Turn every line of the records below into a numbered list, leaving out blank lines and the pictures.
## start Provided records
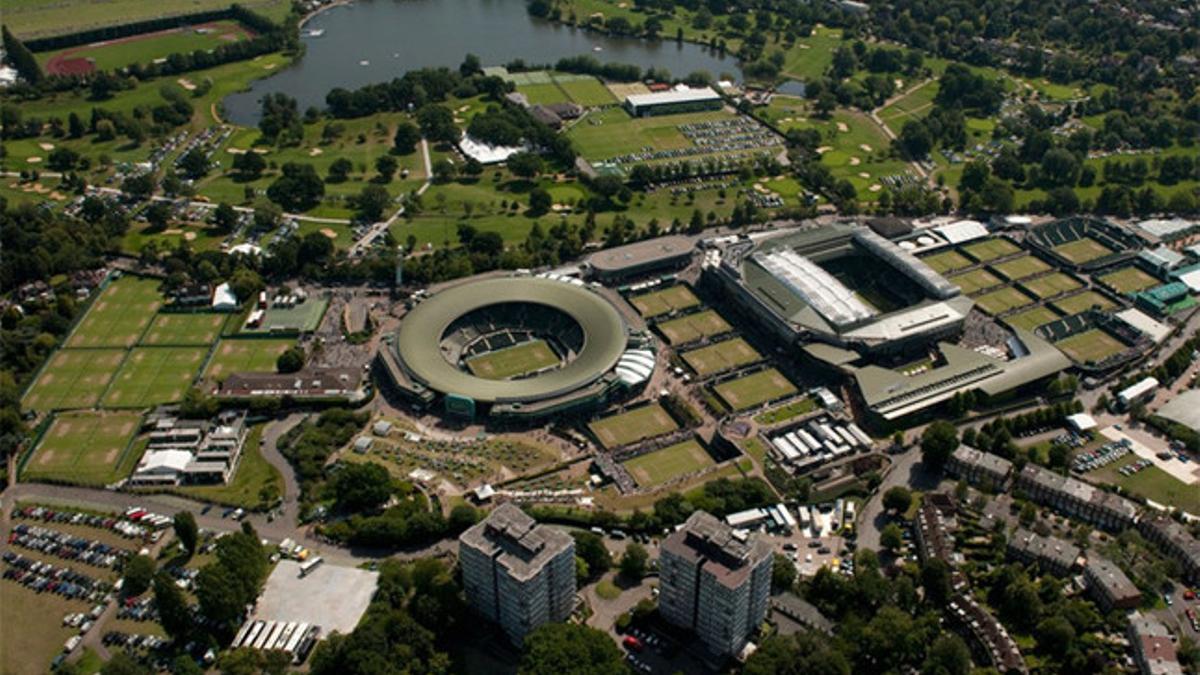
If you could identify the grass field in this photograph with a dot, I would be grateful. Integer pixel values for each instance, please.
(623, 429)
(755, 389)
(720, 357)
(30, 18)
(119, 315)
(1020, 268)
(1093, 345)
(693, 327)
(661, 466)
(246, 356)
(88, 448)
(1031, 318)
(975, 280)
(109, 55)
(947, 261)
(185, 329)
(513, 362)
(73, 378)
(1083, 250)
(1051, 285)
(665, 302)
(154, 375)
(1002, 299)
(1083, 302)
(990, 249)
(1128, 280)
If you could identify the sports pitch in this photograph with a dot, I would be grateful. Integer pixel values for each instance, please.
(184, 329)
(694, 327)
(975, 280)
(623, 429)
(513, 362)
(119, 315)
(670, 463)
(755, 389)
(1128, 280)
(947, 262)
(1083, 250)
(991, 249)
(246, 356)
(1083, 302)
(665, 302)
(1093, 345)
(1021, 268)
(1002, 300)
(90, 448)
(154, 375)
(1051, 285)
(1031, 318)
(73, 378)
(720, 357)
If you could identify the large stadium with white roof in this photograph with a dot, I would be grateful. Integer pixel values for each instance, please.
(516, 347)
(840, 285)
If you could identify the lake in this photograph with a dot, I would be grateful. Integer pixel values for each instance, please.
(373, 41)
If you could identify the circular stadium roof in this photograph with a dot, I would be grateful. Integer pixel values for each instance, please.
(418, 342)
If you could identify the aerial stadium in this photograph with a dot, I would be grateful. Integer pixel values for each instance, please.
(843, 286)
(516, 347)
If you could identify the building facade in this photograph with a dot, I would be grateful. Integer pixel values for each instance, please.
(516, 573)
(715, 583)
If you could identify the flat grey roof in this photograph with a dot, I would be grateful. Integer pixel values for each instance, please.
(418, 342)
(641, 252)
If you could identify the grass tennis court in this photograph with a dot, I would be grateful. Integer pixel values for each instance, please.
(665, 302)
(755, 389)
(723, 356)
(85, 447)
(73, 378)
(1051, 285)
(991, 249)
(513, 362)
(185, 329)
(1021, 268)
(1083, 302)
(1083, 250)
(631, 426)
(119, 315)
(1031, 318)
(246, 356)
(1093, 345)
(975, 280)
(1128, 280)
(154, 375)
(1002, 300)
(670, 463)
(694, 327)
(947, 261)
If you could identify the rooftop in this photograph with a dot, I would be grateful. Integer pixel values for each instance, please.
(516, 542)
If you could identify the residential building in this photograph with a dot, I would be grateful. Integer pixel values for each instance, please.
(1153, 650)
(1175, 541)
(714, 581)
(1056, 556)
(979, 467)
(517, 573)
(1109, 585)
(1077, 499)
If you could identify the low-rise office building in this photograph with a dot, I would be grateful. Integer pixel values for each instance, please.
(1055, 555)
(1109, 585)
(979, 467)
(1077, 499)
(714, 581)
(517, 573)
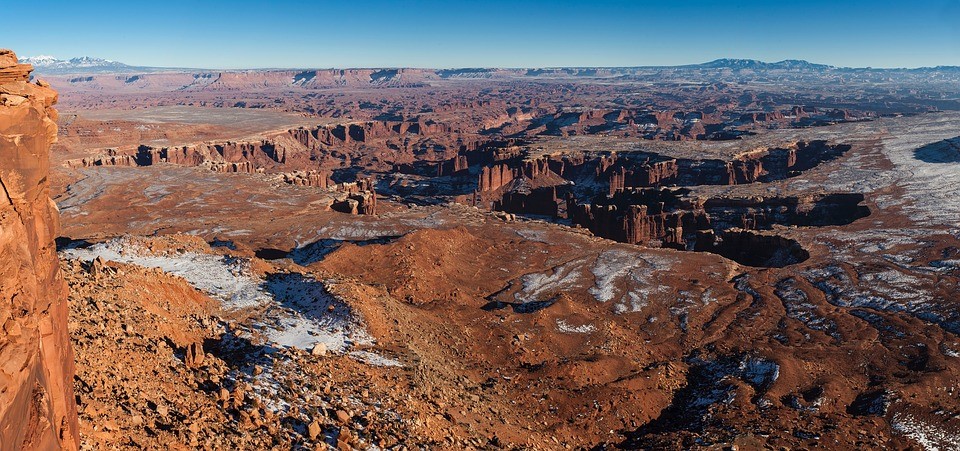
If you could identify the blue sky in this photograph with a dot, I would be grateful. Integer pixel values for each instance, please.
(374, 33)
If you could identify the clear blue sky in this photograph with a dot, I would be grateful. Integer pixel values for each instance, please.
(374, 33)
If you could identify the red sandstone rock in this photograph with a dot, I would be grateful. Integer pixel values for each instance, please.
(37, 408)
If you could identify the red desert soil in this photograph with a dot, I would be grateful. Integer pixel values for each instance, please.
(685, 258)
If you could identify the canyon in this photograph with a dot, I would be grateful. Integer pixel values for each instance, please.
(690, 257)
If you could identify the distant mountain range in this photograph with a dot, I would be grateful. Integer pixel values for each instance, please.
(729, 63)
(87, 65)
(84, 64)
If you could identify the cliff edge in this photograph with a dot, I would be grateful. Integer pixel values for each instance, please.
(37, 407)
## end Provided records
[Worked solution]:
1. If you could identify the grass field in this photograph with a dot, I would be grateful. Integer pixel values for each instance, please.
2. (623, 429)
3. (755, 389)
4. (720, 357)
5. (30, 18)
6. (119, 315)
7. (1020, 268)
8. (1093, 345)
9. (693, 327)
10. (661, 466)
11. (246, 356)
12. (88, 448)
13. (1031, 318)
14. (975, 280)
15. (109, 55)
16. (947, 261)
17. (185, 329)
18. (513, 362)
19. (73, 378)
20. (1083, 250)
21. (1051, 285)
22. (665, 302)
23. (154, 375)
24. (1002, 299)
25. (1083, 302)
26. (990, 249)
27. (1128, 280)
28. If you could identify the sports pitch in this photograph with a dot, I would be grateful. Integer pixel values for each instance, please.
29. (184, 329)
30. (694, 327)
31. (975, 280)
32. (623, 429)
33. (513, 362)
34. (119, 315)
35. (670, 463)
36. (755, 389)
37. (1128, 280)
38. (947, 262)
39. (1083, 250)
40. (991, 249)
41. (246, 356)
42. (1083, 302)
43. (665, 302)
44. (1093, 345)
45. (1021, 268)
46. (1002, 300)
47. (90, 448)
48. (154, 375)
49. (1051, 285)
50. (1031, 318)
51. (73, 378)
52. (720, 357)
53. If you could identify the large stadium with white roof in this photograph with a dot, I would be grateful. Integer pixel values for each instance, please.
54. (516, 347)
55. (840, 285)
56. If you could identify the lake in this photograph with a dot, I would be grateful. Integer pixel values for each instance, please.
57. (373, 41)
58. If you could identify the circular stadium roof in this photograph with a dot, I would be grateful. Integer pixel values for each instance, please.
59. (418, 342)
60. If you could identify the aerial stadium in this photograph with a dot, I would be grateful. Integer pixel values for each instance, please.
61. (843, 286)
62. (516, 347)
63. If you could identify the building facade in this photograph with a dot, I would be grateful. Integer pixel values for each instance, please.
64. (516, 573)
65. (715, 583)
66. If you could identify the flat grey roof in this photograph with a dot, I would be grateful. Integer pixel values for each instance, please.
67. (418, 342)
68. (641, 252)
69. If you could identify the grass tennis court in this photograph with a dot, I would be grateful. Integer pixel values for each instance, please.
70. (665, 302)
71. (755, 389)
72. (723, 356)
73. (85, 447)
74. (73, 378)
75. (1051, 285)
76. (991, 249)
77. (513, 362)
78. (185, 329)
79. (1021, 268)
80. (1083, 302)
81. (1083, 250)
82. (631, 426)
83. (119, 315)
84. (1031, 318)
85. (246, 356)
86. (1093, 345)
87. (975, 280)
88. (1128, 280)
89. (154, 375)
90. (1002, 300)
91. (670, 463)
92. (694, 327)
93. (947, 261)
94. If you could identify the rooftop in this photograph with a dot, I would be grateful. Integer pixel values for each instance, please.
95. (516, 542)
96. If you could identify the residential building in this photograph with a dot, I would be grateful. Integer pixel values for each instance, please.
97. (1153, 650)
98. (1175, 541)
99. (714, 581)
100. (1056, 556)
101. (979, 467)
102. (517, 573)
103. (1109, 585)
104. (1077, 499)
105. If you could identify the low-rise office building in this photograph with a dot, I would be grateful. Integer pixel values for each instance, please.
106. (1055, 555)
107. (1109, 585)
108. (979, 467)
109. (1077, 499)
110. (714, 581)
111. (517, 573)
112. If you could identify the blue sky in this photograph with a dot, I would be grateful. Integer pixel values for each instance, please.
113. (374, 33)
114. If you could identify the clear blue sky in this photograph with a dot, I would be grateful. Integer pixel values for each instance, please.
115. (374, 33)
116. If you could identify the red sandstone rock in this photograph with a dot, I would be grateful. Integer pixel values for each instance, please.
117. (37, 408)
118. If you could identify the red desert soil in this photograph with a dot, I would be grateful. Integer pixel values for each instance, please.
119. (685, 258)
120. If you could identify the canyon in this photograph with a dot, I would be grateful. Integer pixel values for each instance, please.
121. (690, 257)
122. If you could identify the distant mountain range in this photograph with a dot, I would be grateful. Integer pixel values for each instance, please.
123. (729, 63)
124. (87, 65)
125. (84, 64)
126. If you could identify the cliff edge in this photograph with a dot, I would be grateful. Integer pixel values for each instance, please.
127. (37, 407)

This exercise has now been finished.